Records for the task:

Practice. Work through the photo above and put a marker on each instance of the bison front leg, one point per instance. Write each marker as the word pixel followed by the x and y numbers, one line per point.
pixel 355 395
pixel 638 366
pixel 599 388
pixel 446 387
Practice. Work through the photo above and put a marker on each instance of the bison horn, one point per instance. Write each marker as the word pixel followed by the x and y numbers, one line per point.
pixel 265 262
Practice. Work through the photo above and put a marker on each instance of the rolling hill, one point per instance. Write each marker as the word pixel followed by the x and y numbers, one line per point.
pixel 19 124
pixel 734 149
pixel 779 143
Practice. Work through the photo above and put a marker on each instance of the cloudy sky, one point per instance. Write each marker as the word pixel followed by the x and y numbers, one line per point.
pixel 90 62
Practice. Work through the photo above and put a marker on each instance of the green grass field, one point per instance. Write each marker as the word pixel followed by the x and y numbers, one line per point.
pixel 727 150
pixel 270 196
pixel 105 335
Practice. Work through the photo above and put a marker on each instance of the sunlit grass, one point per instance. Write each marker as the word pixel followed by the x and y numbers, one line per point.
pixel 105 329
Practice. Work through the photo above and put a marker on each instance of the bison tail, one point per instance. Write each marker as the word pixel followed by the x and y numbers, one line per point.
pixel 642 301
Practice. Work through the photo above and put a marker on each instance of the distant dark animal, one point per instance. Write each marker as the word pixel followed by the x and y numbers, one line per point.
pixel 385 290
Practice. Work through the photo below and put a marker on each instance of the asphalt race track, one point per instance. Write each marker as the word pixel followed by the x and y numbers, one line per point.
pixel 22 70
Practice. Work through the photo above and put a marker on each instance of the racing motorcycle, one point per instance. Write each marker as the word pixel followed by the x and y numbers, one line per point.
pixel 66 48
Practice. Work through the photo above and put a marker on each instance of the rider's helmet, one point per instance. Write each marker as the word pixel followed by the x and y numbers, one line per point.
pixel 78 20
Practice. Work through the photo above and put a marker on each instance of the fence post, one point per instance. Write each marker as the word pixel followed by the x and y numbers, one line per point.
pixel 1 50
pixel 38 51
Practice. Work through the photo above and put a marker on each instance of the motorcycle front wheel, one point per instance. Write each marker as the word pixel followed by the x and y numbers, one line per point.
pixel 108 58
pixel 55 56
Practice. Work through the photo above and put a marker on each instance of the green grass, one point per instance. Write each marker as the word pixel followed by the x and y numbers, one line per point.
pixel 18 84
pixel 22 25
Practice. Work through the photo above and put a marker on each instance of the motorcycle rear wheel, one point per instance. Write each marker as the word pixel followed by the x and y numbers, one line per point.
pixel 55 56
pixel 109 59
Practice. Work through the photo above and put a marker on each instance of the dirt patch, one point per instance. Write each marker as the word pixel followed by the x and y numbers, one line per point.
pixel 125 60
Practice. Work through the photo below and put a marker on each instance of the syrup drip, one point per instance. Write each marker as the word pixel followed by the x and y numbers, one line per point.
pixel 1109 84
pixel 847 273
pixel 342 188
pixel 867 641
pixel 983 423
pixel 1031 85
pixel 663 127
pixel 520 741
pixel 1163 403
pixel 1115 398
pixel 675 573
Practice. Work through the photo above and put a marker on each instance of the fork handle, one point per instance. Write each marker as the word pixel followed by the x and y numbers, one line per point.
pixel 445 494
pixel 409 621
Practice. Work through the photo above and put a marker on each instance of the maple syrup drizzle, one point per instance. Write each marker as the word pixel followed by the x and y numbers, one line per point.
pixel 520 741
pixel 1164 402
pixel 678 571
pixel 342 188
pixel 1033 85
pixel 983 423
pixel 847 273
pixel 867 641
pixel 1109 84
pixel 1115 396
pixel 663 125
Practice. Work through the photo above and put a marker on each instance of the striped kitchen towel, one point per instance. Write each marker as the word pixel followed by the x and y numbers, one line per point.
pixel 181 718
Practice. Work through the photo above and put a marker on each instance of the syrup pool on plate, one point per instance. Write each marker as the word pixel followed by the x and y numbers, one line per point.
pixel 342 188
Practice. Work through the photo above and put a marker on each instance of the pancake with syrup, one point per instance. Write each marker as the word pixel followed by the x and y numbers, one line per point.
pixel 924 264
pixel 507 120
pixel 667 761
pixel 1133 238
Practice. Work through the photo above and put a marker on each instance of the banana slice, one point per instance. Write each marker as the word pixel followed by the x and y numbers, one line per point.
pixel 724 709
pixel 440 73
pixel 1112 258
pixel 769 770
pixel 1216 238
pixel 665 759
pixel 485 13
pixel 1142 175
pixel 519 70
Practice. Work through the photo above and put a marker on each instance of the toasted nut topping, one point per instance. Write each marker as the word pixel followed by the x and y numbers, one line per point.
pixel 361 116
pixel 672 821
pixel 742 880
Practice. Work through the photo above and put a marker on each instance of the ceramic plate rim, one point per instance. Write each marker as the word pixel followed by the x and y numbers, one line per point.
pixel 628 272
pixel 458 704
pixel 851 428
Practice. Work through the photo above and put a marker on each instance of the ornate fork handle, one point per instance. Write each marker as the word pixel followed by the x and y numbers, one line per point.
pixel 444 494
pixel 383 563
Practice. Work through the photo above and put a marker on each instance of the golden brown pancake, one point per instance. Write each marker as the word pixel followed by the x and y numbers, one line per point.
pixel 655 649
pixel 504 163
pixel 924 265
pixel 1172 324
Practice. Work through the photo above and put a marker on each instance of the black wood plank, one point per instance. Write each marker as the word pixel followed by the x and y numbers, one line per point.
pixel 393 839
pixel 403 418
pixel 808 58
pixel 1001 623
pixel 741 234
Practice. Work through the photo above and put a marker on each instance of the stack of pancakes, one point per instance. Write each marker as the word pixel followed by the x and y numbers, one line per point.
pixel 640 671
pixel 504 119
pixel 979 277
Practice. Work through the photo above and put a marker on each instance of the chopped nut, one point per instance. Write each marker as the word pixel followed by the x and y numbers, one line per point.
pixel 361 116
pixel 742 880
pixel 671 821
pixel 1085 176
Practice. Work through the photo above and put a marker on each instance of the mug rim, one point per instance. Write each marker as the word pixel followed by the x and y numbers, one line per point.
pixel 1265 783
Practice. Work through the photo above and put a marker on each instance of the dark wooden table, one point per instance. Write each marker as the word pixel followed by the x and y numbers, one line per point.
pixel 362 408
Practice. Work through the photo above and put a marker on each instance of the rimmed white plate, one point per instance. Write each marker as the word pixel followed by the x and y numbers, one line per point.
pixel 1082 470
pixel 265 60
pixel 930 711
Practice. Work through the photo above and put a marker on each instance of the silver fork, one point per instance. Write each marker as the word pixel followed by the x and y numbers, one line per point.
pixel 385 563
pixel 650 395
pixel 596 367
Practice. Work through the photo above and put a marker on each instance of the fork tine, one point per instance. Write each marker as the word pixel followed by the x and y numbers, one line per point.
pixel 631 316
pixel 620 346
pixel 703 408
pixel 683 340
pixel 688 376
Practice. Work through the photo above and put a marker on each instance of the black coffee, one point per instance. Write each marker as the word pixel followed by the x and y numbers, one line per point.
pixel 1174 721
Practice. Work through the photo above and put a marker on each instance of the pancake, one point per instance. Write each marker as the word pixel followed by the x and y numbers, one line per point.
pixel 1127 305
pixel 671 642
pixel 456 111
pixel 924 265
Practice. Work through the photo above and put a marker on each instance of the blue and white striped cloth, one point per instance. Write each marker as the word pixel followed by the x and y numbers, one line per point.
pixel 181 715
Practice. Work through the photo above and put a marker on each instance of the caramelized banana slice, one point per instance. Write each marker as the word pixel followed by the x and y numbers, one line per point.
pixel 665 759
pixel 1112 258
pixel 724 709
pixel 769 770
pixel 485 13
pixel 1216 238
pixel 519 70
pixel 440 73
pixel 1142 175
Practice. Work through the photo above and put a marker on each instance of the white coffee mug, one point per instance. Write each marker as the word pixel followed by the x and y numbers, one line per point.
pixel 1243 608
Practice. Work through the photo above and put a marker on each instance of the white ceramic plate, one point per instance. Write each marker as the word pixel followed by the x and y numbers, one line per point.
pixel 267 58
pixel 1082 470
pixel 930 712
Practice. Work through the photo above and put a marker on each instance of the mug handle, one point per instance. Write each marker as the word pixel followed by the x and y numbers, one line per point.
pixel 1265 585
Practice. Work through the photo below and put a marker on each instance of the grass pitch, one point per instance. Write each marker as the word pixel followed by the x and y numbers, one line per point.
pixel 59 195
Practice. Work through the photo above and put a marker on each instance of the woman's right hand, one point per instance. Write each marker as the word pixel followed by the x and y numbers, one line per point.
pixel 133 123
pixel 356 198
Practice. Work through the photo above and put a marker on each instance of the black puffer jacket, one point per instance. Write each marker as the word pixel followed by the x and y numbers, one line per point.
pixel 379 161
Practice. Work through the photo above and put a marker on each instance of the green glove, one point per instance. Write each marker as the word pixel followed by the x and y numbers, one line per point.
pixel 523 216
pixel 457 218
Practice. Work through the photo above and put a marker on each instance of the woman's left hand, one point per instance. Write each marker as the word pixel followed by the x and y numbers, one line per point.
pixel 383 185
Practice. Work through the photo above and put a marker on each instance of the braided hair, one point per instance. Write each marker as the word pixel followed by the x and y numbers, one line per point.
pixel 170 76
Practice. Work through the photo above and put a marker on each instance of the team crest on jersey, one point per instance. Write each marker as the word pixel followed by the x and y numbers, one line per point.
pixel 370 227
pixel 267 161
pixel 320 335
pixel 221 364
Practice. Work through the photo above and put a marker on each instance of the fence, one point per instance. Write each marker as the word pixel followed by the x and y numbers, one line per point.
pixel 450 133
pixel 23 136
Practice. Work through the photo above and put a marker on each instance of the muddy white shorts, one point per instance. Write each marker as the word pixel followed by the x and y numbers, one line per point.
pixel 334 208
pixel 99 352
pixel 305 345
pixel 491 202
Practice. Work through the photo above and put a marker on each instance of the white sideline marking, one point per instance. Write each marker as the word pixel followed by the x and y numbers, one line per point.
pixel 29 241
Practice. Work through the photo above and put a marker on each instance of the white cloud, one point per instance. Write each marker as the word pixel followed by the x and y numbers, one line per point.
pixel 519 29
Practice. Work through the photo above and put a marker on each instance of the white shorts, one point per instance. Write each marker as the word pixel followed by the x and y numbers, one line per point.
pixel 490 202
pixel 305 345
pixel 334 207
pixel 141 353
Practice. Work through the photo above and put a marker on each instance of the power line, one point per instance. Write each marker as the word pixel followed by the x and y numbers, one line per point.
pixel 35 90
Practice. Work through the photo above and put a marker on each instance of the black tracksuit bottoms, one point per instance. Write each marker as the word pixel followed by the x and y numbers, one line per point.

Goal: Arrange the entries from the first line through the line with "pixel 105 335" as a two-column CSV with the headers entry_text and answer, one row per entry. Put each entry's text and its answer in one quoted field apiece, with line breaks replaced by spaces.

The completed task:
entry_text,answer
"Practice. Work through the photo above and put a marker on each instance of the bison front leg, one point per instance. Write each marker as the word pixel followed by the x and y numbers, one line per point.","pixel 355 395 pixel 638 366 pixel 599 388 pixel 446 387"
"Practice. Work through the photo above and put a marker on each instance of the bison horn, one point per instance. Write each marker as the word pixel followed by the x and y numbers, one line per point.","pixel 265 262"
"Practice. Work through the photo above and put a marker on each instance of the rolling hill, one point per instance. Write each marker as the word pixel followed by the x and y numbers, one line per point.","pixel 19 124 pixel 734 149 pixel 779 143"
"Practice. Work through the photo above and put a marker on each instance of the cloudy sky, one point per instance. Write each marker as the word pixel followed by the x and y numbers, one line per point.","pixel 90 62"
"Practice. Work through the photo above and put a marker on each instance of the green grass field, one point per instance. Write each marker as the word pixel followed by the x and y numbers, one line per point.","pixel 727 150 pixel 270 196 pixel 105 335"